* REQUIRED ACTIONS:
a - According to the TRPML3 passage, which amplifier was used to record whole-cell currents?
b - Revise the TRPML3 passage from "Sample preparation and" to "Additional Details.", changing "biotinylation protocol" to "labeling protocol".

Start of PROVIDED PASSAGE

It is not intuitively obvious why a mutation in TM5 would affect activity of TRPML3 because it has been postulated that the pore-forming and pore-lining domains of TRP channels are located downstream of TM5 (24, 25). Nevertheless, proline- or glycine-mediated kinks or swivels in α-helices of ion channels can play roles in ion channel function (10, 26, 27). For example, proline or glycine swivels in the pore-lining helix TM2 of the inward rectifier potassium channels of the GIRK family have profound effects on its open probability (28, 29). Likewise, a swivel motion of a glycine in the M2 helix of KcsA, which is equivalent to TM2 of GIRK, is involved in conformational fluctuations (30, 31), and glycine and proline-based hinges in the S6 transmembrane segment of Shaker-type K⁺ channels play important functional roles in determining the pore features (27, 32). Furthermore, interactions of the intracellular regions of other transmembrane-spanning domains with TM6 have been shown to be critical for activation gating in some potassium channels (33, 34). Our observation that proline substitutions in TM5 of TRPML3 lead to constitutive activity suggest that the mutation causes structural changes affecting important properties of the channel. Without knowledge of the biophysical features of wild-type TRPML3, it is difficult to investigate whether these changes alter activation gating or conductivity. Toward this goal, we attempted to activate wild-type TRPML3 in a variety of ways, including osmolality changes, mechanical stimulation, pH, and varying intracellular calcium buffering as well as extracellular calcium, all without success. Future directions, consequently, need to address whether TRPML3 is an activatable ion channel in hair cells, intermediate cells, or other cell types that natively express the protein.

Materials and Methods

Calcium Imaging and HEK293 Cell Electrophysiology.

Measurements using the fluorescent indicators fura-2-AM and SBFI-AM (Invitrogen) were performed by using the iMic platform and Polychrome V monochromator (TILL Photonics).

Whole-cell currents were recorded 12–15 h after transfection with an Axopatch 200B amplifier and acquired with JClamp software. Standard bath solution contained 138 mM NaCl, 5.4 mM KCl, 2 mM MgCl₂, 2 mM CaCl₂, 10 mM Hepes, and 10 mM d-glucose (pH 7.4). Pipette solution contained 140 mM CsCl, 10 mM Hepes, 3 mM ATP-Na, 1 mM BAPTA, and 2 mM MgCl₂ (pH 7.2). Series resistance was 1.8 ± 0.4 MΩ (n = 21), after compensation, and capacitance was 5.5 ± 0.7 pF. Stock solutions (100 mM) of ADP-ribose, DPBA (both from Sigma), and DDG (Biomol) were prepared in DMSO. 2-Aminoethyl-diphenyl borate (2-APB; 100 μM) was included in the bath solution to block gap junctions. 2-APB had no effect on the expressed channels.

Hair Cell Electrophysiology.

Animal studies were conducted under institutionally approved animal study protocols using standards set forth by the National Institutes of Health and the U.K. Home Office. OHCs from varitint-waddler mutant (Va^J/Va^J) and matching control (+/+) mice were studied after acute dissection of the organ of Corti (P3–P5). Additional details are provided in SI Methods.

Biotinylation and Western Blots.

Sample preparation and processing for Western blot analysis were conducted as previously described (35). A detailed description of the biotinylation protocol is provided in SI Methods.

Additional Details.

Additional methods and more details are included in SI Methods.

End of PROVIDED PASSAGE
Start of SUPPLIED DATA

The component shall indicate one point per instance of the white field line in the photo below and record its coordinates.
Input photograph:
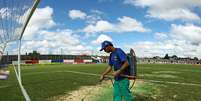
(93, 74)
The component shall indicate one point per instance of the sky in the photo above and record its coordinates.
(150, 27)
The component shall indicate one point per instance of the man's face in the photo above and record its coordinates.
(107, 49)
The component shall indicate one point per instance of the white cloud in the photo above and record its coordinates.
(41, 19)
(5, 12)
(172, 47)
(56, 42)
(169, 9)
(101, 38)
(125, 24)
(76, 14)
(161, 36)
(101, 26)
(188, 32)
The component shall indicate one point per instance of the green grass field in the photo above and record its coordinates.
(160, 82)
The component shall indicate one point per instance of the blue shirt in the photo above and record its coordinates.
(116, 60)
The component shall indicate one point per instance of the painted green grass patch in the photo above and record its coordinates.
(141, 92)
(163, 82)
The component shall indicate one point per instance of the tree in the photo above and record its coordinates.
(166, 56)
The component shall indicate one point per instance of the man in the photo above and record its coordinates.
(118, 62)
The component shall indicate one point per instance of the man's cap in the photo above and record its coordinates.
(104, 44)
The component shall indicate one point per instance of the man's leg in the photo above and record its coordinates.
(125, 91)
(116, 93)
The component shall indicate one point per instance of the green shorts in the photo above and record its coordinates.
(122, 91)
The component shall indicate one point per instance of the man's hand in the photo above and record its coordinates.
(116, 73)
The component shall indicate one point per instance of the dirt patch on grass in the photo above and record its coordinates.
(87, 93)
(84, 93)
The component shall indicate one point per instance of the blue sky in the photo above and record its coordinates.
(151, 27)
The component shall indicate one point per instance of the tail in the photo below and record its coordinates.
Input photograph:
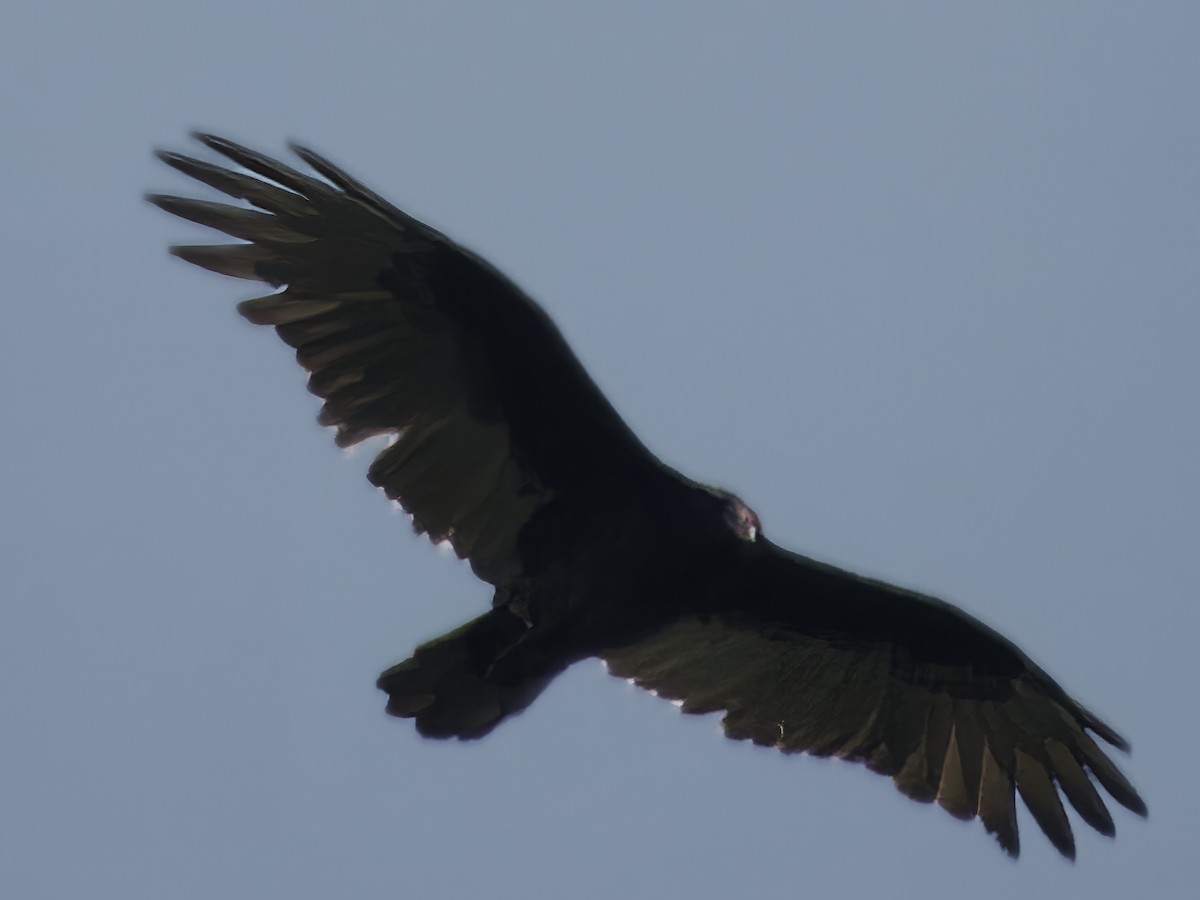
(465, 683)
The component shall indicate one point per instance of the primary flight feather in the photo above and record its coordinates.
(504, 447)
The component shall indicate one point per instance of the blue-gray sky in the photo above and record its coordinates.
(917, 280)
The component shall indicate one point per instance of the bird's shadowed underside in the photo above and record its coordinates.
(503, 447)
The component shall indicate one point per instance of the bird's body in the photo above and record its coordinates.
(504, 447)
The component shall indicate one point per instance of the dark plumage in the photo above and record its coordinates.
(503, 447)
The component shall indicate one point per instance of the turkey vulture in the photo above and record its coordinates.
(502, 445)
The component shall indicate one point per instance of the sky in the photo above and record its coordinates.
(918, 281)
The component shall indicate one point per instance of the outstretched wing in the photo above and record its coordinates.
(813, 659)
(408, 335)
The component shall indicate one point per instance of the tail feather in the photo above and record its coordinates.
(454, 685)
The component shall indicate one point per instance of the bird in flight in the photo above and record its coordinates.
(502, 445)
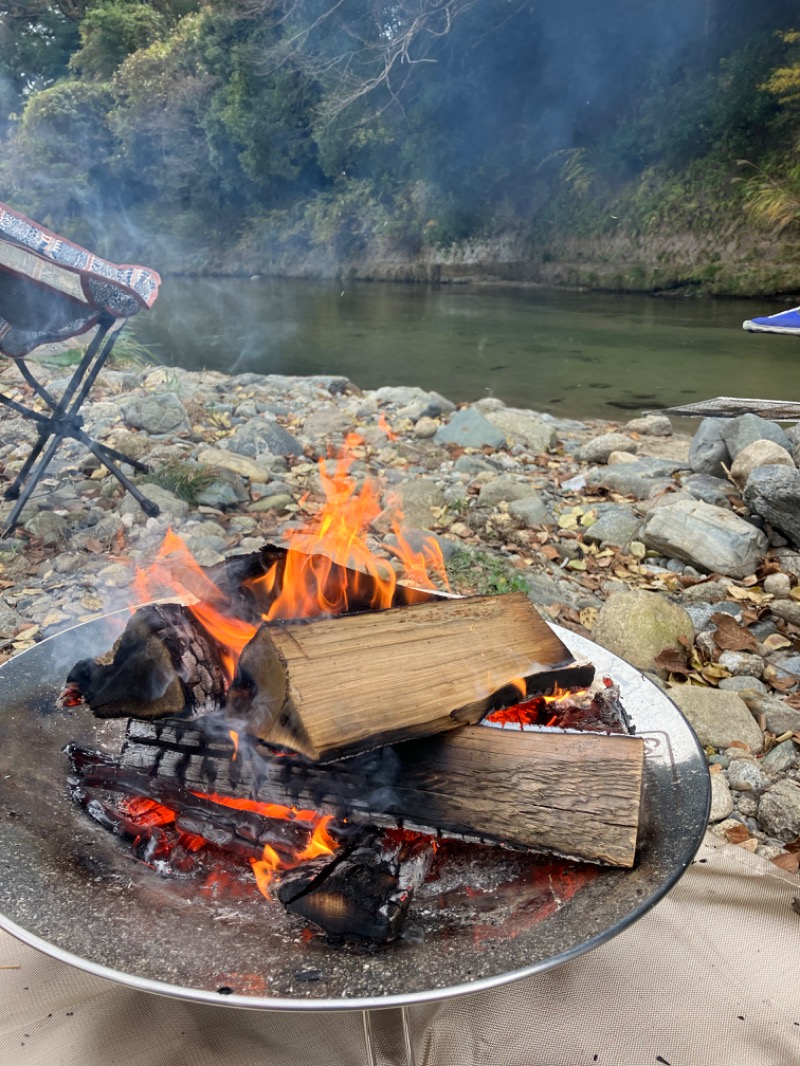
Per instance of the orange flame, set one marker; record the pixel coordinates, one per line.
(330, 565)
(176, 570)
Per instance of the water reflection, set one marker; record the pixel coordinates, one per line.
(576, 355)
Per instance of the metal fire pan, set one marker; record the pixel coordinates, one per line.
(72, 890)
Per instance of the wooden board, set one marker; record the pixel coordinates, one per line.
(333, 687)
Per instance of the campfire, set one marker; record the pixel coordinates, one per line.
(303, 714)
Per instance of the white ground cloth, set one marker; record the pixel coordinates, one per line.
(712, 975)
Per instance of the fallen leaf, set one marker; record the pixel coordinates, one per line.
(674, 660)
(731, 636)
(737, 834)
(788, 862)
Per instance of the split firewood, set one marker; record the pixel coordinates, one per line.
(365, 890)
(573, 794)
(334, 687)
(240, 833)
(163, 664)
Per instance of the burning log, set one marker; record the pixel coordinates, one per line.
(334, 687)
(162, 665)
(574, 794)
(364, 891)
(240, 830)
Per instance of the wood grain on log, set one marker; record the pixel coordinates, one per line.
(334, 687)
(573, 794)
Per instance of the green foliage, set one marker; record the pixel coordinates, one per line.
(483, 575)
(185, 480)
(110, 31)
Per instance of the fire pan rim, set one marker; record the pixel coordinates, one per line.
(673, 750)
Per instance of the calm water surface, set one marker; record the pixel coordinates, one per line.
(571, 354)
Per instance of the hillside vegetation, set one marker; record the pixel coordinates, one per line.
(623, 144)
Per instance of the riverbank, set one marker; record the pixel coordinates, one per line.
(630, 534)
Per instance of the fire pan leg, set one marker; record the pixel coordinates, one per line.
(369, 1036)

End of SUPPLIED DATA
Start of SUPPLIED DATA

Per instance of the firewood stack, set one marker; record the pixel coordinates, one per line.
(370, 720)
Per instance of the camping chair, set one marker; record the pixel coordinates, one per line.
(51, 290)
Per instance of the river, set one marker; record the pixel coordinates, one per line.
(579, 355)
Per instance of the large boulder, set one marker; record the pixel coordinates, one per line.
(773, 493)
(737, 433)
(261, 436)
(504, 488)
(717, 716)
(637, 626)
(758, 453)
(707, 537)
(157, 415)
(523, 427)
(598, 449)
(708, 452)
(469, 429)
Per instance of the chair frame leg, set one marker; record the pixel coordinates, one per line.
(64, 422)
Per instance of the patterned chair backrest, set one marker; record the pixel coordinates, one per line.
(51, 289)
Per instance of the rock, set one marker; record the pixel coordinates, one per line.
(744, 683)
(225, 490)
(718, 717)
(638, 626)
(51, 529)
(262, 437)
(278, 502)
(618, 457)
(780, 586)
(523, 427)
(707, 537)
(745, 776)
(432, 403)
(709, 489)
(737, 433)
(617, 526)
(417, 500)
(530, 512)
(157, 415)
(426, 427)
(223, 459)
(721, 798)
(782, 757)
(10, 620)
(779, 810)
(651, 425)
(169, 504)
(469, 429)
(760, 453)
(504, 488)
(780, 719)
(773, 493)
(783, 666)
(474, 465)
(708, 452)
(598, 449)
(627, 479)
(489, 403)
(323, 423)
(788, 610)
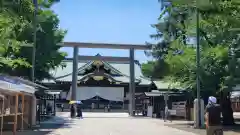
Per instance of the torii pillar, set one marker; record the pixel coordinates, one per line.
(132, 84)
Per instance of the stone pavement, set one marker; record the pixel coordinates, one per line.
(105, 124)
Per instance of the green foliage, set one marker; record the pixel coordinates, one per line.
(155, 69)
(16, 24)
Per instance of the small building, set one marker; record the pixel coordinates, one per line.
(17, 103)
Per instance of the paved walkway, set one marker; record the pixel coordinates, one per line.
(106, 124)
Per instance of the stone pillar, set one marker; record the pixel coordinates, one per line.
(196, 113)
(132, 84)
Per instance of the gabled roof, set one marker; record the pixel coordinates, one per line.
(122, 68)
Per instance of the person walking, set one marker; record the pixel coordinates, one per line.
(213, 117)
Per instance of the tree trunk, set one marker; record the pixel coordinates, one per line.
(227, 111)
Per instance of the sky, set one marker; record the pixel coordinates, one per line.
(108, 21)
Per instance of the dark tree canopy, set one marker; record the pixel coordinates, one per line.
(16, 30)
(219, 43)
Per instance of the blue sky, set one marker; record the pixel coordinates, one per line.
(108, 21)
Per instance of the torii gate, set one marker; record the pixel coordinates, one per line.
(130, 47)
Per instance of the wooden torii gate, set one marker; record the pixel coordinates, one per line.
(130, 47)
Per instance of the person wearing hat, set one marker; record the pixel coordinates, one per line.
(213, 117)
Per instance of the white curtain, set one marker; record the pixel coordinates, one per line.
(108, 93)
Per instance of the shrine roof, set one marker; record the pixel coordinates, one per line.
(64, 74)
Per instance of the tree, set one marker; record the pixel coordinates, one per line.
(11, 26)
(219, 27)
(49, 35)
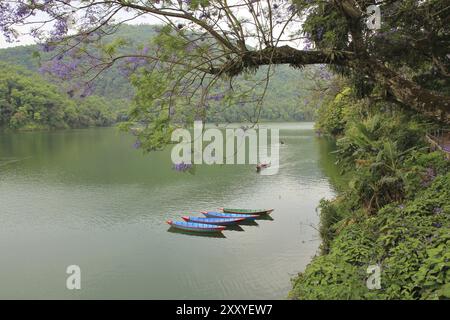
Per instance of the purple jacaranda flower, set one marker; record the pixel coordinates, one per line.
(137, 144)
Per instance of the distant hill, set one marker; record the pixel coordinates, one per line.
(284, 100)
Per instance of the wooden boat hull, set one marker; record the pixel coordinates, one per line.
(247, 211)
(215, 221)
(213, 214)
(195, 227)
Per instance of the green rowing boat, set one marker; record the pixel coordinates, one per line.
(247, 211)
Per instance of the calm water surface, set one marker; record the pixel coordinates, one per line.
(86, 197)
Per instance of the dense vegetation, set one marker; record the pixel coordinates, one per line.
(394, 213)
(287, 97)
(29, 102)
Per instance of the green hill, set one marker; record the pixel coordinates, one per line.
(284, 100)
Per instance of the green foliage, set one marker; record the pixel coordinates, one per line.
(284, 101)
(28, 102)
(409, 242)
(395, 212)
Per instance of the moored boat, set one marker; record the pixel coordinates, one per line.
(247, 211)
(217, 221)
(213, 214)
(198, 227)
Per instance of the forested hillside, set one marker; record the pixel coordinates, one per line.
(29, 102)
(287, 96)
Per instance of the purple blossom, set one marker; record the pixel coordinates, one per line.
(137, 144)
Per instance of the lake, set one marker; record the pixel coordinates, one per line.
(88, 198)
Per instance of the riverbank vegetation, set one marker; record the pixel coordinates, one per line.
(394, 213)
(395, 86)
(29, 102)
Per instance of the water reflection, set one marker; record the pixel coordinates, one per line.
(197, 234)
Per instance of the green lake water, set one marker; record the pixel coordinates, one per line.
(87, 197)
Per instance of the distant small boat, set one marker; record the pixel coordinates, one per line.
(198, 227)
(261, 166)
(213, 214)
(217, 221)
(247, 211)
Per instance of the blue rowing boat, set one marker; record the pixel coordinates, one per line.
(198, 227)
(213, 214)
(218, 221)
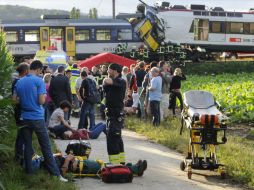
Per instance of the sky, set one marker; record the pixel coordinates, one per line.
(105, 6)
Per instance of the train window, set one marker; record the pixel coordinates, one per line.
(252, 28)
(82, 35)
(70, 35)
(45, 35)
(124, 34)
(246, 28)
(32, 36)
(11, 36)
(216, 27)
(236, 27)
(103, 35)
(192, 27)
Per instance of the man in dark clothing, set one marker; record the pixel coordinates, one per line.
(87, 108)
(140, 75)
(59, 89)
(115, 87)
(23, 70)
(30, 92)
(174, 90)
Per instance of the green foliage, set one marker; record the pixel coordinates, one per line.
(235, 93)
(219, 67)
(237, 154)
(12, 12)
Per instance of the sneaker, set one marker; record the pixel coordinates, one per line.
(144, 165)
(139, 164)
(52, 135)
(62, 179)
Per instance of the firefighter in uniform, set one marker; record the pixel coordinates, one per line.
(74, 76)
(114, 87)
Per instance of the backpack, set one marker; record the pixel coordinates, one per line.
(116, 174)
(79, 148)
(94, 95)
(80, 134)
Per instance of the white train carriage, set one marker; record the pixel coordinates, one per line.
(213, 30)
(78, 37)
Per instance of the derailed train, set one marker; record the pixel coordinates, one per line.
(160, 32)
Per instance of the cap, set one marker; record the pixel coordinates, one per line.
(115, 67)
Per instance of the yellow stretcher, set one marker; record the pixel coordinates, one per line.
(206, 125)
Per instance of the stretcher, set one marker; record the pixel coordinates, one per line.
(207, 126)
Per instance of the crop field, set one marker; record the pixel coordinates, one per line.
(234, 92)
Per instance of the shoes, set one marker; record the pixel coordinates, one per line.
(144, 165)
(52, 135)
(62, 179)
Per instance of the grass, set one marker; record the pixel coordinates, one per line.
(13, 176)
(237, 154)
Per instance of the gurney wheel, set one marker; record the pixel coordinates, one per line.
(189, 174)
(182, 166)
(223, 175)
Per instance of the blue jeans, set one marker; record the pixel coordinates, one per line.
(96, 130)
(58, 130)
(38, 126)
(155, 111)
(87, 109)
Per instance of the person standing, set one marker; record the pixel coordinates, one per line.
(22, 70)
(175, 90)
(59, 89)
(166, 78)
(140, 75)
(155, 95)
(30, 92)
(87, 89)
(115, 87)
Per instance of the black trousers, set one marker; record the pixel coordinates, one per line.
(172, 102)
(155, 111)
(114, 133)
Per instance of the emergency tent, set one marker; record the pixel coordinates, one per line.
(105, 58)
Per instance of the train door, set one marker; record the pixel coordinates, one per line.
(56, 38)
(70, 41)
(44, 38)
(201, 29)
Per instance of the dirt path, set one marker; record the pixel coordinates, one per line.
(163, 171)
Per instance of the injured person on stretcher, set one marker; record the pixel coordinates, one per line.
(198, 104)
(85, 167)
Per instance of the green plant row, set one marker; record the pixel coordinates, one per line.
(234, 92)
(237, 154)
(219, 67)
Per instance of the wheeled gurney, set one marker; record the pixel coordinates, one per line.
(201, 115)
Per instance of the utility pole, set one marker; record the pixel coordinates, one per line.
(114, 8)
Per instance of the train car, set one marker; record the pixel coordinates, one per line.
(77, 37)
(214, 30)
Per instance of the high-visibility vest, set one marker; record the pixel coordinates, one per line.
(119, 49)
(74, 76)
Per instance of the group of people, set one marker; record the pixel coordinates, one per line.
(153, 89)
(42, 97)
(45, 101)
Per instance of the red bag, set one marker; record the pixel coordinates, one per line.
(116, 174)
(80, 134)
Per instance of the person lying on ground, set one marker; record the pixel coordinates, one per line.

End of SUPPLIED DATA

* RESPONSES BY TASK:
a - An Axopatch 200B amplifier.

b -
Sample preparation and processing for Western blot analysis were conducted as previously described (35). A detailed description of the labeling protocol is provided in SI Methods.

Additional Details.